====== EXERCISE TEXT ======

Games That Lied to Us… and Games That Told the Truth
The gaming industry has always walked a fine line between ambition and reality. Developers dream big, publishers market bigger, and players are left trying to sort out what’s real from what’s aspirational. In an era of cinematic trailers, influencer campaigns, and multi-million‑dollar marketing pushes, hype has become both a selling tool and a trap. Some games promise the world and deliver something far smaller. Others quietly release with minimal fanfare and end up redefining genres. This contrast says a lot about where the industry is today, and why players need to stay both hopeful and skeptical.
This isn’t about shaming developers or glorifying certain studios. It’s about understanding how hype shapes expectations, how marketing can distort reality, and how some games earn trust while others lose it. Let’s look at both sides: the games that lied to us… and the games that told the truth.
Games That Lied to Us
These games didn’t fail because the developers lacked talent. They failed because the marketing promised something the final product couldn’t deliver, at least not at launch.
Cyberpunk 2077 (2020 Launch)
CD Projekt Red promised a revolutionary open-world RPG with deep AI, emergent systems, and unprecedented player freedom. The trailers were immaculate. The previews were glowing. But the launch? A technical disaster on last-gen consoles, missing features, broken AI, and bugs everywhere.
Yet, to CDPR’s credit, the game eventually recovered. After years of patches and the Phantom Liberty expansion, Cyberpunk finally resembles the game players were promised. But the lesson remains: Hype can sell millions, but it can also destroy trust.
No Man’s Sky (2016 Launch)
Few games have ever been marketed as boldly as No Man’s Sky. Procedural planets, ecosystems, factions, multiplayer, infinite exploration sounded like science fiction made real. At launch, many of those features were missing or dramatically scaled back. The backlash was enormous.
And yet, Hello Games pulled off one of the greatest comebacks in gaming history. Years of free updates transformed the game into something genuinely special. Still, the launch remains a cautionary tale about overpromising.
Redfall (2023)
Arkane Studios had a reputation for immersive sims and deep world-building. Redfall was marketed as a next‑gen co‑op shooter with Arkane DNA, smart AI, emergent gameplay, and handcrafted environments.
The final product was the opposite:
Broken AI
Empty open world
Unfinished systems
Technical issues everywhere
Redfall didn’t just disappoint; it raised questions about how such a game could be marketed so confidently.

====== DATASET EXTRACT ======

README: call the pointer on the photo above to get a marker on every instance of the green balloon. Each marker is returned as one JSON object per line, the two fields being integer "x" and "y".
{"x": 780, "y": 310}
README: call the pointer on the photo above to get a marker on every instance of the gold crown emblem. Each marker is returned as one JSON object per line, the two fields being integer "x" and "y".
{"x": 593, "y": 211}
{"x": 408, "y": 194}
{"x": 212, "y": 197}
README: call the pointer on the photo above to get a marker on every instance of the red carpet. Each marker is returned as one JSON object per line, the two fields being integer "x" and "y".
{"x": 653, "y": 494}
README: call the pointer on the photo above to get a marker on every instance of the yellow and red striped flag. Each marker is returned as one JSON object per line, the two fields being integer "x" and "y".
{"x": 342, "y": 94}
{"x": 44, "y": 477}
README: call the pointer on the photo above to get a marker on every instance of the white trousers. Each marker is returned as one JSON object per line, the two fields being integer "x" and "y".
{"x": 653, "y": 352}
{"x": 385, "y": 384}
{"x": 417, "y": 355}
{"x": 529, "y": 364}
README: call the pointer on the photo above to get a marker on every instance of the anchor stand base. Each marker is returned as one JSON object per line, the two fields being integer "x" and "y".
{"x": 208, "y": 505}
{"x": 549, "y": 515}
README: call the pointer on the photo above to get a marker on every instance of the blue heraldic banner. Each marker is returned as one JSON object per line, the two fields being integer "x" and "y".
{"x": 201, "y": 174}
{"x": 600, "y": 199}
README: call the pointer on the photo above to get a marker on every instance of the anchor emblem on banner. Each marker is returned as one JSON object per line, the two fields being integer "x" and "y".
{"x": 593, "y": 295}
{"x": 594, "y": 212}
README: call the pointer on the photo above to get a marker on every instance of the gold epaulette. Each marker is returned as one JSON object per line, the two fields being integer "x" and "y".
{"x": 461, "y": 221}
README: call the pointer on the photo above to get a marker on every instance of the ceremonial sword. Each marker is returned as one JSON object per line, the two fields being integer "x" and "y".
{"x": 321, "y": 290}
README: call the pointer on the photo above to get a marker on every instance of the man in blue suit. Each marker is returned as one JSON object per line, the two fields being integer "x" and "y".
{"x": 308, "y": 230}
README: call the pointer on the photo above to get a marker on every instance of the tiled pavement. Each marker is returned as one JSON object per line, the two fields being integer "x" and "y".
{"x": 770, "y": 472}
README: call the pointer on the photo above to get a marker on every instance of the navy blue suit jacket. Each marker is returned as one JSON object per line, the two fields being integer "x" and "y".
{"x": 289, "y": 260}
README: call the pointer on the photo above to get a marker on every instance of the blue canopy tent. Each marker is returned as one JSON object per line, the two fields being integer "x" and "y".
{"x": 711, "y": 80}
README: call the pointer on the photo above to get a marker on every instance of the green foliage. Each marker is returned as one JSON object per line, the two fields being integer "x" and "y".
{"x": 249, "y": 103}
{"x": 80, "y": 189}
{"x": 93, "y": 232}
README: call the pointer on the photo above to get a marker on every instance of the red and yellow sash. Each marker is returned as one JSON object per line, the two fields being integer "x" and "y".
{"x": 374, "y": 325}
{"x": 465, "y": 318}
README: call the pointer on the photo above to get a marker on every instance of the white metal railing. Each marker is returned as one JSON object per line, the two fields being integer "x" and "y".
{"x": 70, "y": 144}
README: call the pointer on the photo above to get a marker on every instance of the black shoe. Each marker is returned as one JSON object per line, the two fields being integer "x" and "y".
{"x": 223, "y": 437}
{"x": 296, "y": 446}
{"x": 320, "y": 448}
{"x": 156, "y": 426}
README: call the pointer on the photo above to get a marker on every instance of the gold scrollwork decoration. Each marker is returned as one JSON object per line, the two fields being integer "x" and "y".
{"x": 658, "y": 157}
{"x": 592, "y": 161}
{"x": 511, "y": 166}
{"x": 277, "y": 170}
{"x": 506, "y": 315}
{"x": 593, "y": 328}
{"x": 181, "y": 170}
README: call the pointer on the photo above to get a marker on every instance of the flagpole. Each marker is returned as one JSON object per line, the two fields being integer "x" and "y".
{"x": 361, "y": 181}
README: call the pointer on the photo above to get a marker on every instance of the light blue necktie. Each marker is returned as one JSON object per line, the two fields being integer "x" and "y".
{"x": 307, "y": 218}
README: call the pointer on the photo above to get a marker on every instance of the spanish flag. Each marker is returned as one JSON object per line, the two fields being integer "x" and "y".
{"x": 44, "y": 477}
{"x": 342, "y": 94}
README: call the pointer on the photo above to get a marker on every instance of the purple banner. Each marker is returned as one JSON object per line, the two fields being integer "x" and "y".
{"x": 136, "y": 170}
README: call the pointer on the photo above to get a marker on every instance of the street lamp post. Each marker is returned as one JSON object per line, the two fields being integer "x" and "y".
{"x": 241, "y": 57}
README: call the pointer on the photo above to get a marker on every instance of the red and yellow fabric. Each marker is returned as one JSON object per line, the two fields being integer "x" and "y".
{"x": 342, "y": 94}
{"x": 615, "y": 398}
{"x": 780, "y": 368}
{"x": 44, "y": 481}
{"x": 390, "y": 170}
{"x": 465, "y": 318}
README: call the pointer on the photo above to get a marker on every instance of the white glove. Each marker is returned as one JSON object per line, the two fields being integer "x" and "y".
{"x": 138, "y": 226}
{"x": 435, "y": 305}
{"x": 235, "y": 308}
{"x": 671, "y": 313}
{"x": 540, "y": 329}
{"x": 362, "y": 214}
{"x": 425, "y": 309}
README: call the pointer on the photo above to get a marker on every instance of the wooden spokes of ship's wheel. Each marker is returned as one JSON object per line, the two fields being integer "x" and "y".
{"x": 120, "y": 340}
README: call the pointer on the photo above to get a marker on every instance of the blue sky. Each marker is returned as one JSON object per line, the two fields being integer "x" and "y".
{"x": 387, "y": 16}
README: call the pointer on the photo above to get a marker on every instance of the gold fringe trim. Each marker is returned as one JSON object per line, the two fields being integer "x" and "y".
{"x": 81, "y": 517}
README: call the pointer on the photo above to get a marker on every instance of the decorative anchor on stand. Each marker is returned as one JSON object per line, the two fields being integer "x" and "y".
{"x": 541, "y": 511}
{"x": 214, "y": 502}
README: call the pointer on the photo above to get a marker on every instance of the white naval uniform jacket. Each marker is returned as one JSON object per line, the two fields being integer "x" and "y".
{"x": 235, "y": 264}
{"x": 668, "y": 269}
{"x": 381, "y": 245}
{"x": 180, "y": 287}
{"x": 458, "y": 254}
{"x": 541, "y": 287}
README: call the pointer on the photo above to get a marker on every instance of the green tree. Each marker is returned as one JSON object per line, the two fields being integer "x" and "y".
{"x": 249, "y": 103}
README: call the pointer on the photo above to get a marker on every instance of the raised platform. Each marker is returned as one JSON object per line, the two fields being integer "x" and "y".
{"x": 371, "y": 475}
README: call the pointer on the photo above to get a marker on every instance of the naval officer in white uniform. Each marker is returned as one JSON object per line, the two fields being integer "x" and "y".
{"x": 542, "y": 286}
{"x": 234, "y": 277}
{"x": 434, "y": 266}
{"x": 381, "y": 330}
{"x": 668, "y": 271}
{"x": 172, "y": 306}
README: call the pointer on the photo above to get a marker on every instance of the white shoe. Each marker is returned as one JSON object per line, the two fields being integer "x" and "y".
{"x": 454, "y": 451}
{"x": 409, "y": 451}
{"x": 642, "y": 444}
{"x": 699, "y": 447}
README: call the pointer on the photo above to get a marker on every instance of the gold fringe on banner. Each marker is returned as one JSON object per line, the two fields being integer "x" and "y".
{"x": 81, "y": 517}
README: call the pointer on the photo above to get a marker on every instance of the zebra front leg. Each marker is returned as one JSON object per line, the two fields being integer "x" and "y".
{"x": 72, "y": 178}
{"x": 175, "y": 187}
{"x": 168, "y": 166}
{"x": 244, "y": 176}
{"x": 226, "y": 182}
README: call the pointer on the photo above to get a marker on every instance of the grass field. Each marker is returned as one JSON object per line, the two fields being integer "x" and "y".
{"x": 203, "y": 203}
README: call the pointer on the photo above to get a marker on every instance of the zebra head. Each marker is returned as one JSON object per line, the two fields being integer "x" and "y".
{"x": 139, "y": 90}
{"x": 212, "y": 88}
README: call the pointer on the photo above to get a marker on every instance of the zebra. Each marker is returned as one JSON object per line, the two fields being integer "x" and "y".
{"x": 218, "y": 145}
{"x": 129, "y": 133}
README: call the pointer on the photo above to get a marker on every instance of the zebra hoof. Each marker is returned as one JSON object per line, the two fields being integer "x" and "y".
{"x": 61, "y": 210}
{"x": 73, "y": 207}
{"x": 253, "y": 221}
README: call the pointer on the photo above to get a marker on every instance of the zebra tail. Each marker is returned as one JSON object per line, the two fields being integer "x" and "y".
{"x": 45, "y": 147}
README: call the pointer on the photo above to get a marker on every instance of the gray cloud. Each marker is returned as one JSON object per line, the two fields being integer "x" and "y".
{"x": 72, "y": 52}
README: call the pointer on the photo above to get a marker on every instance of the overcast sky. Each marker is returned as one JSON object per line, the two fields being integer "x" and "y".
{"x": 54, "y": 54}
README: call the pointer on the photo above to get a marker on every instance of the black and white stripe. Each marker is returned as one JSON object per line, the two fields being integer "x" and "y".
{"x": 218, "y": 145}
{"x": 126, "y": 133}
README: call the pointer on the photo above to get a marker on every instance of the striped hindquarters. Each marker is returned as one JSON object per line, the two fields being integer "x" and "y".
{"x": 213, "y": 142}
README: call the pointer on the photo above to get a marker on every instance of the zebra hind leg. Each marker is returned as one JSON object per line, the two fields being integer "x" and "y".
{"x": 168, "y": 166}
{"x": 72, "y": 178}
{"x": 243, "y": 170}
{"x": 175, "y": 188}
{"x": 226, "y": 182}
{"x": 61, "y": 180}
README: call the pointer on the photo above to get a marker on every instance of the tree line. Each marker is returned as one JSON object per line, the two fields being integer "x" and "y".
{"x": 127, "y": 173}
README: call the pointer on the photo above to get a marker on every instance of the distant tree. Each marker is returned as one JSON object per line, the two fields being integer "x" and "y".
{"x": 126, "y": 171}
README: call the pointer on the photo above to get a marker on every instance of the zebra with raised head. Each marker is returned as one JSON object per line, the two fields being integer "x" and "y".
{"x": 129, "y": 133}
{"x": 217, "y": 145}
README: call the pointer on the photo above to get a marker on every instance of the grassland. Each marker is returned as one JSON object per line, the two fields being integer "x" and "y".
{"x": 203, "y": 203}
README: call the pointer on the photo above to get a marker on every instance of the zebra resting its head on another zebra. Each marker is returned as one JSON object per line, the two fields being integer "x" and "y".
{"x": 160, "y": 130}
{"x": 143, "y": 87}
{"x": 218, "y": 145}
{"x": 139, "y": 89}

======

TASK LIST.
[a] Answer each question from the game-hype article.
(i) Which expansion is credited, along with years of patches, with helping Cyberpunk 2077 recover?
(ii) Which studio is said to have pulled off a comeback with No Man's Sky?
(iii) What was Arkane Studios known for before Redfall?
[b] Return the passage of the game-hype article that opens with the words containing "Arkane Studios had" and closes with "and handcrafted environments.".
Work only from the game-hype article when responding.

ANSWERS FOR EACH ITEM.
[a]
(i) Phantom Liberty
(ii) Hello Games
(iii) Immersive sims and deep world-building

[b]
Arkane Studios had a reputation for immersive sims and deep world-building. Redfall was marketed as a next‑gen co‑op shooter with Arkane DNA, smart AI, emergent gameplay, and handcrafted environments.